→ Information shown:
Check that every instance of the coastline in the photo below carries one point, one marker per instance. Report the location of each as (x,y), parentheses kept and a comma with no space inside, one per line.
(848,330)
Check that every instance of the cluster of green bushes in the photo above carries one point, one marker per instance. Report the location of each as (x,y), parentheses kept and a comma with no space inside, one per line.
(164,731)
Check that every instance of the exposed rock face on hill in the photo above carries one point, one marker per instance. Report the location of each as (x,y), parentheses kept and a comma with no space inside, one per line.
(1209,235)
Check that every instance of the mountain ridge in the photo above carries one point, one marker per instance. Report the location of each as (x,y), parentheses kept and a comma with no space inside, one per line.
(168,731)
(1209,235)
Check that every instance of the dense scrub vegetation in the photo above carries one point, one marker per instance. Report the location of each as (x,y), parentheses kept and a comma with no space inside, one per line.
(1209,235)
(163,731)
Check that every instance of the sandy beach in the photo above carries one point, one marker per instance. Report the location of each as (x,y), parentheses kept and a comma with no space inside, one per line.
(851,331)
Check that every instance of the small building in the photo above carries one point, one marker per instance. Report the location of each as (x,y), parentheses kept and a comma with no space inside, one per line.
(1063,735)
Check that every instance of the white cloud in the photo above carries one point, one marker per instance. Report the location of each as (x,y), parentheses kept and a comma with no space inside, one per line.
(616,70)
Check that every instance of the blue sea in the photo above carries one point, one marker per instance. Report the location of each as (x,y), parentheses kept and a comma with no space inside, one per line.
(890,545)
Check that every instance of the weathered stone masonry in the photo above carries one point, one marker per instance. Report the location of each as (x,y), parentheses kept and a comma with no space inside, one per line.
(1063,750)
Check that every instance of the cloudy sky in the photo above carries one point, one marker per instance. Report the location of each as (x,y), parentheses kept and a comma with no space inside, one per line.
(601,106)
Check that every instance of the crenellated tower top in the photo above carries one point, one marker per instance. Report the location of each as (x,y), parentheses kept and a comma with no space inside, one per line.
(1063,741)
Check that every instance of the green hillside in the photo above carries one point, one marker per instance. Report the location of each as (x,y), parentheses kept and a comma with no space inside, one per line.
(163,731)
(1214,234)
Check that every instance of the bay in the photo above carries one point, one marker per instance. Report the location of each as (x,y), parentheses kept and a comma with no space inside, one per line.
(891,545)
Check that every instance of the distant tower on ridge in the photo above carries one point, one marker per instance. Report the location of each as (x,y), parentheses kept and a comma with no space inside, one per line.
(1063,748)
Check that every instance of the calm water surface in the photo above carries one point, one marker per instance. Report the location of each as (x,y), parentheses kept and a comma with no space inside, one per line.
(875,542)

→ Task brief: Exact copies of all the records are required.

→ Finished task:
Check that every instance of the coastline in the photo below carries one point, one marker per instance. Report the location of each as (x,y), parentheses kept and a comma with no space inside, one per line.
(848,330)
Check that every instance of the cluster of green bushes in the photo above carries one point, one marker per instance. Report the location of each as (x,y), parentheses kept and a comma with no space inside, one per line.
(164,731)
Check that every instance of the exposed rock face on hill in the photo above carries one point, one marker per instance. Report the location of each as (x,y), parentheses kept and a comma with no space inside, one per line.
(1209,235)
Check that every instance of the mountain ridge in the photo above carries one point, one marker per instance. Report the location of each as (x,y), parentheses kept and a comma with no space inside, one per line.
(168,731)
(1209,235)
Check that every instance of the dense scrub vegetation in the photo above carries one point, one marker per instance. Report the location of each as (x,y), parentheses kept and a comma with no space inside, one per line.
(1209,235)
(163,731)
Check that every instance of the sandy beach in the photo above carries one point, one marker per instance. Report the location of each as (x,y), parentheses kept and a comma with no space inside, one per line.
(851,331)
Check that every instance of the small building in the photo above carries one point, one marker per instance. Report the location of each as (x,y), parentheses kept and a comma with no space inside, one per line.
(1063,735)
Check that every instance of the white cloud in the photo above carries one point, one marker per instance. Report the location of each as (x,y), parentheses kept and a comma with no space inside, one per line.
(616,70)
Check that every instance of the blue sea in the photo above carries one point, one marker per instance. Report the location of each as (x,y), parentheses kept and a comma with no space inside, one per line.
(890,545)
Check that every instance of the weathered stone masonry in the photo above carries one point, one marker per instance. Report the location of each as (x,y), parentheses kept and a comma with no space inside, one per line.
(1063,750)
Check that every instance of the cloudy sky in the photo above carries one point, one marker per instance. Report the location of each as (x,y), parentheses kept and a comma with no space inside, one per line.
(601,106)
Check that every instance of the crenellated tower top in the photo above carries one point, one marker per instance. Report the location of each as (x,y), parentheses kept and a comma with no space inside, one per line.
(1063,741)
Check that every instance of the green hillside in the photo above carries one point, one marker per instance. Report the location of each as (x,y), parentheses kept and a comma with no space inside, one per line.
(163,731)
(1214,234)
Check that every instance of the bay in the photo above carries one point, one marker per instance. Report the location of each as (x,y), parentheses kept and a comma with no space inside, one per line.
(891,545)
Check that every instance of the distant tower on ridge in the photo above carries one point, one marker per instance. Report the location of each as (x,y), parentheses kept and a comma with no space inside, one per line.
(1063,748)
Check that every instance of the calm water surface in the photo above carries one point, one marker per instance. Report the location of each as (x,y), parentheses kept and a comma with no space inside, one per line.
(875,542)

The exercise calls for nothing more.